◆ **WHAT IS ASKED**: Repeat every one of the following rows word for word, without changing anything.

◆ **EXERCISE INPUTS**:
## Start
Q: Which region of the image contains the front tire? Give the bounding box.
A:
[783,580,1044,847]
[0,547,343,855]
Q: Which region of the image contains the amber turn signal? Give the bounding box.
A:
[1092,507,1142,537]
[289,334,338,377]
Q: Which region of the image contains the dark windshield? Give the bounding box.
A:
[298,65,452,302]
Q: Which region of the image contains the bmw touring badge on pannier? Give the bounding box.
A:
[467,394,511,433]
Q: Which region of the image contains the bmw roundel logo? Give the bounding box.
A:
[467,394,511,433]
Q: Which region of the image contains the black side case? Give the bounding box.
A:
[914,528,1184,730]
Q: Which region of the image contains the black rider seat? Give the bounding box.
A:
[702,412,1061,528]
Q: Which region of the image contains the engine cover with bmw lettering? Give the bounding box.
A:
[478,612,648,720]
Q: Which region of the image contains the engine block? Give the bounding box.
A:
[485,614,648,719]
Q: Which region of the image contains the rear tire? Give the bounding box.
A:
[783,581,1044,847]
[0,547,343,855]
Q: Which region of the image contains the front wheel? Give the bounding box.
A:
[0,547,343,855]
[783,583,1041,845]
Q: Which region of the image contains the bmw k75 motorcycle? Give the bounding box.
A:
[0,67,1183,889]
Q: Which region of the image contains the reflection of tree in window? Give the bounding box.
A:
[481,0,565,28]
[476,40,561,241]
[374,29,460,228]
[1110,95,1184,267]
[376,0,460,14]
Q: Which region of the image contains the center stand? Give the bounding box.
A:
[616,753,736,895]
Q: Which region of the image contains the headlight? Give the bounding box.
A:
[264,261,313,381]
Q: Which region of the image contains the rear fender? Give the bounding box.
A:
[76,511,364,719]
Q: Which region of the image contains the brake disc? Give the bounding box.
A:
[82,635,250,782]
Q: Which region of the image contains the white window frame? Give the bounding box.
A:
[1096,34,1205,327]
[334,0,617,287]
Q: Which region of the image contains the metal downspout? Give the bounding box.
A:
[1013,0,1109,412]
## End
◆ **OUTPUT FOR THIS TASK**:
Q: Which region of the image contains the front tire? Give the bounding box.
A:
[783,580,1044,847]
[0,547,343,855]
Q: Which region of the image contains the amber turn signal? Give the bounding box.
A:
[1092,507,1142,537]
[289,334,338,377]
Q: Which region of the image contains the dark windshield? Give the bounding box.
A:
[298,65,452,302]
Q: Which region of the image contains the bmw touring badge on pannier? Give the bounding box.
A:
[467,394,511,433]
Q: Which region of the image contains the bmw roundel logo? Give the bounding box.
A:
[467,394,511,433]
Q: Which region of the image contains the black side case? Give the bounding box.
A:
[914,528,1184,730]
Q: Which region of the image contains the black rider seat? Give the bounding box.
A:
[702,412,1061,528]
Q: Which region of the image contains the engine cover with bmw lettering? Give the bounding box.
A:
[478,612,648,720]
Q: Which region of the image contains the engine block? Give the bounding box.
A:
[485,614,648,719]
Q: Which region of the image contains the rear tire? Give the bounding box.
A:
[783,581,1044,847]
[0,547,343,855]
Q: Which region of the image contains the front wheel? Give the bounding box.
A:
[0,547,343,855]
[783,583,1041,845]
Q: Which region of the image contains the bmw k75 motorcycle? Give the bounding box.
A:
[0,67,1183,889]
Q: Which region of the image contains the reflection of tree in window? Give the bounding box.
A:
[481,0,565,28]
[476,40,561,241]
[374,29,460,228]
[1110,95,1184,267]
[376,0,460,14]
Q: Which region of the image contains the center stand? Give the bounding box.
A:
[616,753,736,895]
Q: Which region of the image contains the headlight? Give the bounding box.
A:
[264,261,313,381]
Q: Which region of the image contains the rear fender? Give the bounding box.
A:
[76,511,364,719]
Q: Which region of the image contains the brake disc? Give the bounding box.
A:
[82,635,250,782]
Q: Which region of the image contains the white window frame? Give the bounding box.
A:
[1096,34,1205,327]
[334,0,617,287]
Q: Which region of the image contains the metal downspout? Give the bounding box.
A:
[1013,0,1109,412]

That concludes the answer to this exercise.